===== Exercise material =====

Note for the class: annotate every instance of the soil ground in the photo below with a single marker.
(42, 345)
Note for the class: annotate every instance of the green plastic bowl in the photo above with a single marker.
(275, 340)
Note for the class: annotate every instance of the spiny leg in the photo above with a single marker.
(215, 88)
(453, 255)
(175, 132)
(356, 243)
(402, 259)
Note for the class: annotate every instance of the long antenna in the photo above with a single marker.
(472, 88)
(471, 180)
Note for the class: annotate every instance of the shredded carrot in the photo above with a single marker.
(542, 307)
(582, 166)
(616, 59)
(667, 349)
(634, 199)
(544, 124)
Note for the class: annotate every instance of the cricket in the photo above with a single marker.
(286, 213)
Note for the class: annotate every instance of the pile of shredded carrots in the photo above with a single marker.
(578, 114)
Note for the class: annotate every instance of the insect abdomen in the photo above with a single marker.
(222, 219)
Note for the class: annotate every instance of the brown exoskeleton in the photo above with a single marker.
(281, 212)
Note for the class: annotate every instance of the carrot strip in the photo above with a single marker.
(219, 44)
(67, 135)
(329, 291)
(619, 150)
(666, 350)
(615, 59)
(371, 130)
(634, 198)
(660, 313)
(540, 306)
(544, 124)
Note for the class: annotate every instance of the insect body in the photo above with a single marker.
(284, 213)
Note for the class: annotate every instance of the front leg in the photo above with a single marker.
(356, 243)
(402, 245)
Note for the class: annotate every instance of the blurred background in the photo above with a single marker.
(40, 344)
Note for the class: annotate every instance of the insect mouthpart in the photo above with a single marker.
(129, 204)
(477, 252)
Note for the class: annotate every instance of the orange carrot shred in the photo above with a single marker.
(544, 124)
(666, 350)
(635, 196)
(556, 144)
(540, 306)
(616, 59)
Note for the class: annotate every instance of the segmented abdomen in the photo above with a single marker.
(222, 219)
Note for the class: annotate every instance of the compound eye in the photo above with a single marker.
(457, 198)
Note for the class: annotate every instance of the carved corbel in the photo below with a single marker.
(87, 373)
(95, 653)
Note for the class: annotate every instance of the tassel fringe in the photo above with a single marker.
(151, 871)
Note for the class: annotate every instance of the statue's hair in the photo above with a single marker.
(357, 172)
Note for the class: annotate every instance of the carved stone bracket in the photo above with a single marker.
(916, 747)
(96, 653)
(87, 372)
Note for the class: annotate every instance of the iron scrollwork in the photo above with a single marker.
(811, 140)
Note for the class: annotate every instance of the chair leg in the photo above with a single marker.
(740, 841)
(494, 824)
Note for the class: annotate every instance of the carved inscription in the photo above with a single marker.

=====

→ **Problem to work on**
Your task is to retype the records precisely as they stand.

→ **Task result**
Note for the class: annotate every instance of the soil ground in the photo below with a single marker.
(42, 345)
Note for the class: annotate every instance of the green plastic bowl in the photo above with a single marker.
(275, 340)
Note for the class: annotate every instance of the spiny leg in the photo above with a single marker.
(215, 88)
(453, 255)
(175, 132)
(356, 243)
(402, 259)
Note for the class: annotate every instance of the long antenna in the photo above with a single marker.
(472, 88)
(471, 180)
Note for the class: annotate every instance of the shredded carrot in the photo above with a single marker.
(542, 307)
(582, 166)
(616, 59)
(667, 349)
(634, 199)
(544, 124)
Note for the class: annotate every instance of the cricket in the photo above with a single marker.
(286, 213)
Note for the class: annotate every instance of the pile of shredded carrots in the photo above with a single marker.
(578, 114)
Note for the class: annotate every instance of the insect abdomen in the photo above with a single marker.
(222, 219)
Note for the class: annotate every instance of the brown exoskeleton in the photo above with a single marker.
(281, 212)
Note for the class: annotate every instance of the carrot strip in the photo above with a single marker.
(219, 44)
(67, 135)
(329, 291)
(619, 150)
(666, 350)
(615, 59)
(371, 130)
(634, 198)
(660, 313)
(540, 306)
(544, 124)
Note for the class: annotate every instance of the insect body in the photo above with a single marker.
(284, 213)
Note for the class: annotate every instance of the front leg in the photo above with a single marker.
(356, 243)
(402, 245)
Note for the class: annotate every instance of the blurred background in the photo above with a single marker.
(40, 344)
Note for the class: annotate every instance of the insect mouthpart in the photo above with a single marker.
(129, 204)
(477, 252)
Note for the class: annotate every instance of the orange carrot shred in the photo above with a single marker.
(544, 124)
(666, 350)
(635, 196)
(556, 144)
(540, 306)
(616, 59)
Note for the class: annotate every instance of the segmented abdomen in the photo above with a single marker.
(222, 219)
Note for the class: annotate every instance of the compound eye in the photo above with a single marker.
(457, 198)
Note for the class: annotate every instance of the carved corbel in the photo below with a single marker.
(87, 373)
(95, 653)
Note for the class: annotate every instance of the tassel fringe in the photo above with a single marker.
(151, 871)
Note for the class: annotate every instance of the statue's hair in the photo above with a single marker.
(357, 172)
Note for the class: annotate every instance of the carved stone bracket in the photo above with a single marker.
(916, 747)
(96, 653)
(87, 372)
Note for the class: annotate every instance of the iron scrollwork in the photo above with a single marker.
(811, 140)
Note for the class: annotate every instance of the chair leg in the photo above with a single marker.
(740, 841)
(494, 824)
Note for the class: annotate every instance of the carved inscription in the photo above with a single marker.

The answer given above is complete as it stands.